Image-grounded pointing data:
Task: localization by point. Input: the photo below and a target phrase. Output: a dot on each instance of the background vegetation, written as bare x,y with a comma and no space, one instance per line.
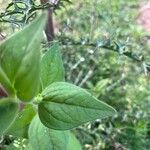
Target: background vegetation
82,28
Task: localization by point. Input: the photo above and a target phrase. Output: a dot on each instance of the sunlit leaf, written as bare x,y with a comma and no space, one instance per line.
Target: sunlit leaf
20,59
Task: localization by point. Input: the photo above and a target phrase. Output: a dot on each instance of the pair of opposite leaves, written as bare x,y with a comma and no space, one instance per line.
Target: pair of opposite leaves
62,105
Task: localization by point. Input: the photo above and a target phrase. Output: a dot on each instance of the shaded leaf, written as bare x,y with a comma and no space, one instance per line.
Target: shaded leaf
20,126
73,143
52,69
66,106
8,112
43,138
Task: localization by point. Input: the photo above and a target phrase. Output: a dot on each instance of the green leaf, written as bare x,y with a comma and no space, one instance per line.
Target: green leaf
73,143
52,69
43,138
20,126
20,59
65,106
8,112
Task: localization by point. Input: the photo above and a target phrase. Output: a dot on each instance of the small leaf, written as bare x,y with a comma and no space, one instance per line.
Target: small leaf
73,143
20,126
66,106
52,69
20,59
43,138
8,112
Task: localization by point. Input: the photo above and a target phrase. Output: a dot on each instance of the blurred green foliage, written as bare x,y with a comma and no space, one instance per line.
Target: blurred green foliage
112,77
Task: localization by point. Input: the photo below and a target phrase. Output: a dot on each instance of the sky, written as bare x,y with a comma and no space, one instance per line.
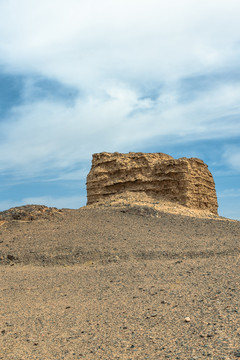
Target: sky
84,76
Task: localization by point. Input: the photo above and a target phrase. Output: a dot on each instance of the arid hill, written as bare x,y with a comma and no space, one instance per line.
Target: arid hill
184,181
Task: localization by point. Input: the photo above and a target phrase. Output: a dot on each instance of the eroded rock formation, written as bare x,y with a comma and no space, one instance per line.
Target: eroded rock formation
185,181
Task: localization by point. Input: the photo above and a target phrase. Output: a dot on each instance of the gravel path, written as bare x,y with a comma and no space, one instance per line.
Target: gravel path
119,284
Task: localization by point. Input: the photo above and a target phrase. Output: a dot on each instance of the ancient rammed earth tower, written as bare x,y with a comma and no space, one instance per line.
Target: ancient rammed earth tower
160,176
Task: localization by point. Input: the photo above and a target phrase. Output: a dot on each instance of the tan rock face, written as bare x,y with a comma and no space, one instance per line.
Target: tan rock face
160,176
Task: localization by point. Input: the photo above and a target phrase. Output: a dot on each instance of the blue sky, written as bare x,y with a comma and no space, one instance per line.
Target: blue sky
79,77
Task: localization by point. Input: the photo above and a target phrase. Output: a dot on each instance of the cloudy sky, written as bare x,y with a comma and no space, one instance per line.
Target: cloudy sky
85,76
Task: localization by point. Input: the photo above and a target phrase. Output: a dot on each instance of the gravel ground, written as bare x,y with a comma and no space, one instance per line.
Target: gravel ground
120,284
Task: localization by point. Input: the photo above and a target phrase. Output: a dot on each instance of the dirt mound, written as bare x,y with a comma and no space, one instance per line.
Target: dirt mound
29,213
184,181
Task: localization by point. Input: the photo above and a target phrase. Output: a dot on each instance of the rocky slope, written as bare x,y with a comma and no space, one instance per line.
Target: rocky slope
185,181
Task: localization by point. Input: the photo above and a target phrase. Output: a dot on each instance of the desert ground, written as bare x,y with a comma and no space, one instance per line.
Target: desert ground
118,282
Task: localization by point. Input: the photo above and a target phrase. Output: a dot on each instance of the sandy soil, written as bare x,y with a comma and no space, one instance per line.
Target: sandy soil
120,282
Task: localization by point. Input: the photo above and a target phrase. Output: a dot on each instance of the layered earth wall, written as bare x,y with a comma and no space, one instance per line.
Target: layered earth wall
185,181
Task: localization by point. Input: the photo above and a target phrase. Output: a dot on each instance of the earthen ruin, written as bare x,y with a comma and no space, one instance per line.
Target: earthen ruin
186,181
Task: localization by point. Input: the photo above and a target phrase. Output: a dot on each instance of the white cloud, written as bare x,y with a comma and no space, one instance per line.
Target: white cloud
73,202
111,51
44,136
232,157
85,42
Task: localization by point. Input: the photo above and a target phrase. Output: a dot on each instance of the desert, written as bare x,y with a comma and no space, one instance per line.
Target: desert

• [What is expected] Count how many lines in the entries contain "below", then state that number alone.

• [Result of the exercise] 2